(Extracted data entries)
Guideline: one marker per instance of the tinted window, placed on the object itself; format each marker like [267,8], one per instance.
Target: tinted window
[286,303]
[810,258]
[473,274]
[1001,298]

--

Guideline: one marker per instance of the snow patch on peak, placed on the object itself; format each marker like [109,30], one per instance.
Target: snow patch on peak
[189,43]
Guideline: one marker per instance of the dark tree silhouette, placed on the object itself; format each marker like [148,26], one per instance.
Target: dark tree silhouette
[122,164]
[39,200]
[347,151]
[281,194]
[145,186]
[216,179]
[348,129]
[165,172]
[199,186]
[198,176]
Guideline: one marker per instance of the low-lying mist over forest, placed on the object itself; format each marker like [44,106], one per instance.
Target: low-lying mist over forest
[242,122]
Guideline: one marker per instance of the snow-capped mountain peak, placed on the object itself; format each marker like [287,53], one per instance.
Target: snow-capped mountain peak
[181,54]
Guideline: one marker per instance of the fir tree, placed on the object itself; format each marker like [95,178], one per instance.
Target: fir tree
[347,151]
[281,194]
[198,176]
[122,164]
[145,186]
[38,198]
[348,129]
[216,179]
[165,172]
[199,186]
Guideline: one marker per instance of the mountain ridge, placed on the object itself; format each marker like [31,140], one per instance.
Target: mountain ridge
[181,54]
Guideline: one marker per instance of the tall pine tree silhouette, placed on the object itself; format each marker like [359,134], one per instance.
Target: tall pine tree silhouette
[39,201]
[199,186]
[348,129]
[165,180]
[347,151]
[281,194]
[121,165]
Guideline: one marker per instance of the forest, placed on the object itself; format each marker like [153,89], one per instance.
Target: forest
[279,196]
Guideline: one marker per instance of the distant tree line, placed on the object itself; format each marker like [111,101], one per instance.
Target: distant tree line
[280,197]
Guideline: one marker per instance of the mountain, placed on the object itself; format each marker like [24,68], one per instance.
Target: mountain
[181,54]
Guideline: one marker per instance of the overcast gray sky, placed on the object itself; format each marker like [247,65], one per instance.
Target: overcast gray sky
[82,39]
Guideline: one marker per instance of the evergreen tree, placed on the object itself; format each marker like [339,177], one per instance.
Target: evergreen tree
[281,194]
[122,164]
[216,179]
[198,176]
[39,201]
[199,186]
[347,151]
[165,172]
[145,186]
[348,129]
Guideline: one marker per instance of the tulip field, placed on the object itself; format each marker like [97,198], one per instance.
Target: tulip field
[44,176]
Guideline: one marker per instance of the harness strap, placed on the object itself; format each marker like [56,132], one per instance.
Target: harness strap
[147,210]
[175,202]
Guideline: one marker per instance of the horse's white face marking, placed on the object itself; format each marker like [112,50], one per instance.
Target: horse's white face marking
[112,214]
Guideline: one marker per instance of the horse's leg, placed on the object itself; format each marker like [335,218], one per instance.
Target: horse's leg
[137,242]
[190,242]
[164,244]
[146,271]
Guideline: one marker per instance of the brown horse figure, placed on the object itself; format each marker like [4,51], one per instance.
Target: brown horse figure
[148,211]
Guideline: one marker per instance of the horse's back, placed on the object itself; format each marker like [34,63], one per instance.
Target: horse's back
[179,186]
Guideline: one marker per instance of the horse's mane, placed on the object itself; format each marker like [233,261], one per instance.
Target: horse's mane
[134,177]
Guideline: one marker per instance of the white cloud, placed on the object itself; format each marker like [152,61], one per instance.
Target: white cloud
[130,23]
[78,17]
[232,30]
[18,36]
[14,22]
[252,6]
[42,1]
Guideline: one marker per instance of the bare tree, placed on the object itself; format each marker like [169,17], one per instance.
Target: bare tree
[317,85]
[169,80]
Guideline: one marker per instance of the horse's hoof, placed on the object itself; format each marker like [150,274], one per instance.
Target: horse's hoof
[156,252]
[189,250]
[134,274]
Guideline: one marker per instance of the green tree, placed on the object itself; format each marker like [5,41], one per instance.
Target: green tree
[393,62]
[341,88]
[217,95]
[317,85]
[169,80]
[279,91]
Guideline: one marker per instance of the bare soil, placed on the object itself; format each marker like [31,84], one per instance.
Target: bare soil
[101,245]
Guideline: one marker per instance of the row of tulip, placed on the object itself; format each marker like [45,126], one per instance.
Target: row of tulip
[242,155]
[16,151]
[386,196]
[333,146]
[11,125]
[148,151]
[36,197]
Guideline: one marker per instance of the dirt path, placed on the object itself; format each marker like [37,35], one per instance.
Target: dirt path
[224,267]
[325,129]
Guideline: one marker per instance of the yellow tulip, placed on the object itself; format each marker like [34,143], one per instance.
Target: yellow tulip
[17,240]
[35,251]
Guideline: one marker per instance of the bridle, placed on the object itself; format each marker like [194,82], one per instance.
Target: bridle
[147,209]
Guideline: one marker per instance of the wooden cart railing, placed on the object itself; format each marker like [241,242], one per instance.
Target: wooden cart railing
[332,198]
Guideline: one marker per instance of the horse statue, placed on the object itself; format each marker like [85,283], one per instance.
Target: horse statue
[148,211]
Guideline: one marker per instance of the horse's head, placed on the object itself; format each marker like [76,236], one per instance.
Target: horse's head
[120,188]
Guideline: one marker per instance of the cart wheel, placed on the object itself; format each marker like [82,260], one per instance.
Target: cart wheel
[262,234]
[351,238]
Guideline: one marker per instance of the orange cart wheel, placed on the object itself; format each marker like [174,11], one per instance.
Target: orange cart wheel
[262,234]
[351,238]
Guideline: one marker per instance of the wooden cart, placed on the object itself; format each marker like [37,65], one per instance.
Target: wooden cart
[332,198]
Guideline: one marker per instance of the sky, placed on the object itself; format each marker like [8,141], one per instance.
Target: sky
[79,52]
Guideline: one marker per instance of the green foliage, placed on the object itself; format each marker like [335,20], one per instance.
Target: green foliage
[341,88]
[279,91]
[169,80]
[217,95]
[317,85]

* * *

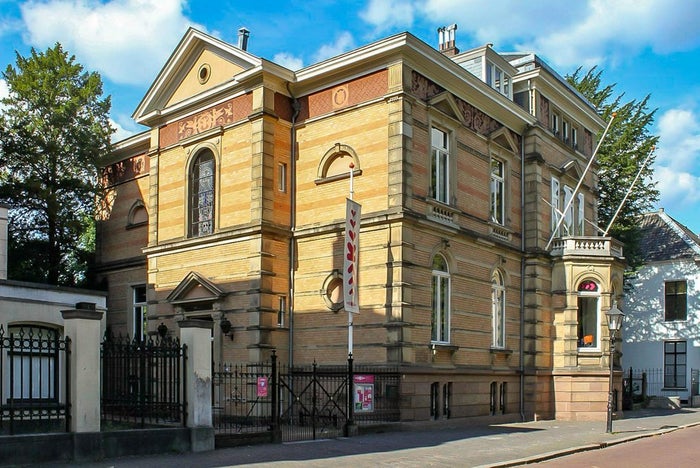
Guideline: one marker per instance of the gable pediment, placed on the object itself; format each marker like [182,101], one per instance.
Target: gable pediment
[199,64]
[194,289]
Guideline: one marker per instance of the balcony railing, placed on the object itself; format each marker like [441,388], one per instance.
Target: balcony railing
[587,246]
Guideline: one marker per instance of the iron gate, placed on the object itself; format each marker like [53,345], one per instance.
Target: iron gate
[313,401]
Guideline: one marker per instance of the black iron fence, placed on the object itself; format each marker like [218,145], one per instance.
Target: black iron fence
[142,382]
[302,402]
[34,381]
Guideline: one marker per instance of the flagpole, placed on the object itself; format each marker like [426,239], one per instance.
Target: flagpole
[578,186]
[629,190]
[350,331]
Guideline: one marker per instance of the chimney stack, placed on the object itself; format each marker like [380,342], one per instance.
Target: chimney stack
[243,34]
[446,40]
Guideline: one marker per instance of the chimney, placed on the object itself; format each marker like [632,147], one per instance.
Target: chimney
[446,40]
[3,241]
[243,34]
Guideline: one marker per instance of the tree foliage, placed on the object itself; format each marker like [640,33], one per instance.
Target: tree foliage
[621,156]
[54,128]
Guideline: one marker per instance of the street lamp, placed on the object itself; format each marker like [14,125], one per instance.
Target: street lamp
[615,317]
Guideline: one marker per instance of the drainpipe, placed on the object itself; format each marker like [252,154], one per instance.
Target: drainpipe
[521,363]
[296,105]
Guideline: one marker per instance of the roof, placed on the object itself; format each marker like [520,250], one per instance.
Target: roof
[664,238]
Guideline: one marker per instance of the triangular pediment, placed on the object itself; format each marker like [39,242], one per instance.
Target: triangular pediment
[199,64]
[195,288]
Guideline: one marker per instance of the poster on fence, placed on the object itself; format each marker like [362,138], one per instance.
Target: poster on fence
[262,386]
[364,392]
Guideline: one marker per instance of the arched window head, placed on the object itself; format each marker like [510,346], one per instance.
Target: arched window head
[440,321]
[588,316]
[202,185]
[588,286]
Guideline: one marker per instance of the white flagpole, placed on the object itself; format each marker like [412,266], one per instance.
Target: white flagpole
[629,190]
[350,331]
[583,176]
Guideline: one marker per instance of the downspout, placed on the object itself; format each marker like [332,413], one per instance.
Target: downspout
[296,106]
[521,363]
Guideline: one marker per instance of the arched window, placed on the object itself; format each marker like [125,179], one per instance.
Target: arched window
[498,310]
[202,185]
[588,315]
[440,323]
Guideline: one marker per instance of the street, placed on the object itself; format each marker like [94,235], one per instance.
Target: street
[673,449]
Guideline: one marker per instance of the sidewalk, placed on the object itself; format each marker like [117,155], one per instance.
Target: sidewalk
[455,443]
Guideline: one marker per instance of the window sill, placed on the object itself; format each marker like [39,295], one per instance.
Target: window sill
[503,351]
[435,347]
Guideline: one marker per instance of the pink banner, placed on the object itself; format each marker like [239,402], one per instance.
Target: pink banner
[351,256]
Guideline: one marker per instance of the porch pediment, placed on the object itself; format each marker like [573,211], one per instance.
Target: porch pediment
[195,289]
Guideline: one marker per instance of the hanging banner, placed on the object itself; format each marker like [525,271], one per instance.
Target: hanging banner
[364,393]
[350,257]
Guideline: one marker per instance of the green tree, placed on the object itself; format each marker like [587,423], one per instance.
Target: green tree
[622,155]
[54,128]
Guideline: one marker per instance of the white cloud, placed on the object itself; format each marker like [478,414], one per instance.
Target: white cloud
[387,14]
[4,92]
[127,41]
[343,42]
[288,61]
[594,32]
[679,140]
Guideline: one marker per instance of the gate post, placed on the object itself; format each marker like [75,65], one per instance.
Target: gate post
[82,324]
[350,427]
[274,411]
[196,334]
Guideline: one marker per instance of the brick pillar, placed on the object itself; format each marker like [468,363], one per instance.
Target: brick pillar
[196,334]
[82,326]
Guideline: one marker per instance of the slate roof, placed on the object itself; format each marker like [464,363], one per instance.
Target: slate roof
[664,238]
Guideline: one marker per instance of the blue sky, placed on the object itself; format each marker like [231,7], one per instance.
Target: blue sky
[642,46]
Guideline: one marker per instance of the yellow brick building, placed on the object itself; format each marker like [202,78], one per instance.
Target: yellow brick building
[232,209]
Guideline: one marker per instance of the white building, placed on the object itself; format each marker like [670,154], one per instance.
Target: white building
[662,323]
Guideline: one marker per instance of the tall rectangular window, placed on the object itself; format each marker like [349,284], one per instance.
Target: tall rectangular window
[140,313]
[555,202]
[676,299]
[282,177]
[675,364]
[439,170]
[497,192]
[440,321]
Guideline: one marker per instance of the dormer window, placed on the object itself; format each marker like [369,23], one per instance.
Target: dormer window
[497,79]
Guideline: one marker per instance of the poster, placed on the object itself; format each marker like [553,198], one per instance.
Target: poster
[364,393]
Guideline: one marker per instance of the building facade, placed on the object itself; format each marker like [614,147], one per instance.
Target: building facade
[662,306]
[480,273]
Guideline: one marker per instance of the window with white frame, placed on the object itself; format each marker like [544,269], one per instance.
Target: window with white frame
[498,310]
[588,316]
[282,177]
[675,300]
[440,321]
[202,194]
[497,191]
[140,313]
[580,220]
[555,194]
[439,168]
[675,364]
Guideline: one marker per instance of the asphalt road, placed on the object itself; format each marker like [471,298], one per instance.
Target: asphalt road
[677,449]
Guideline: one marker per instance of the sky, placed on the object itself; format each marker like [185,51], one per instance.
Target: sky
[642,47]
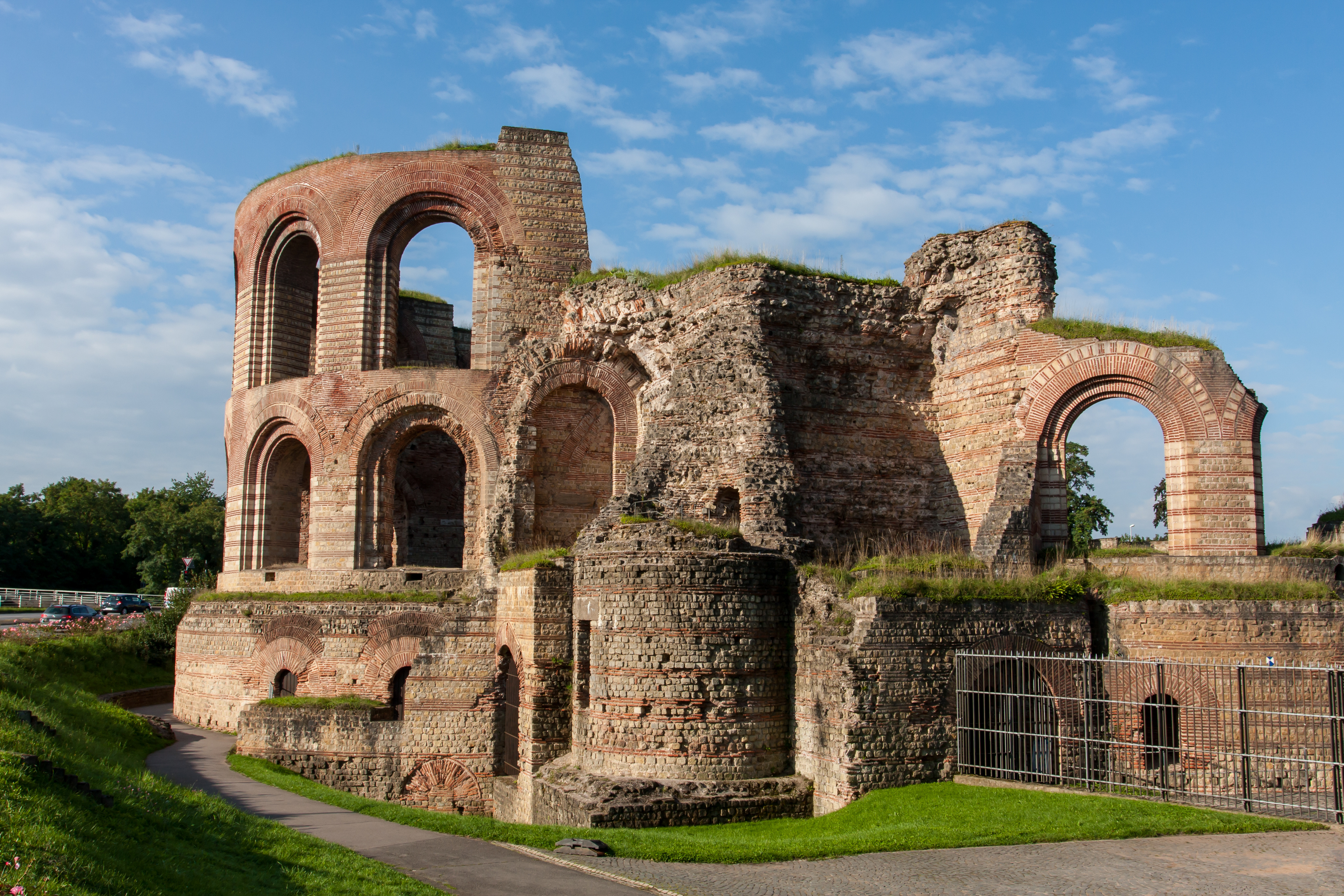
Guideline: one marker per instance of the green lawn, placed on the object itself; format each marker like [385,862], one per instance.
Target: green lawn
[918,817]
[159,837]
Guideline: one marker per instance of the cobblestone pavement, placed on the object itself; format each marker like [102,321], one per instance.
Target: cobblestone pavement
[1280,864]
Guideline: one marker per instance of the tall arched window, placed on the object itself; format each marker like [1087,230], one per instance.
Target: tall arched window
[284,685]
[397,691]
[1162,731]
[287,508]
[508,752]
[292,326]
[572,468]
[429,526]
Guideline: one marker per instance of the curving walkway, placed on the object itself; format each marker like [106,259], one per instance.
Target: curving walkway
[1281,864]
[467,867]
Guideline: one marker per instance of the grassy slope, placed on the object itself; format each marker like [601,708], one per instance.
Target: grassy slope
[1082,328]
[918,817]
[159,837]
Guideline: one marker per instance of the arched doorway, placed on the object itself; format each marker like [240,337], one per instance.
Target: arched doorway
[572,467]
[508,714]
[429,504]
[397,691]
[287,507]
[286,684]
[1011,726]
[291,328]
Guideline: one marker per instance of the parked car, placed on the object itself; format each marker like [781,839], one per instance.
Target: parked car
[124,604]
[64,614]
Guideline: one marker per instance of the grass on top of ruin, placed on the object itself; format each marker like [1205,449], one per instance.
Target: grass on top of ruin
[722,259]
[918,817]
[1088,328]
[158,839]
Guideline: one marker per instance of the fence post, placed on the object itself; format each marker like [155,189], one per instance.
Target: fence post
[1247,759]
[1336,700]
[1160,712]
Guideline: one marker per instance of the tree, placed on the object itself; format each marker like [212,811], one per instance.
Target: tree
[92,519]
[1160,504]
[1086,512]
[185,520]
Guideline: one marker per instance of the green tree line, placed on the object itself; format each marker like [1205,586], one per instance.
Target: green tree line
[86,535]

* JOB: How many lines of the material above contain the word "harness", with case counting? Reply with the number alone.

* COMPLETED EXERCISE: 2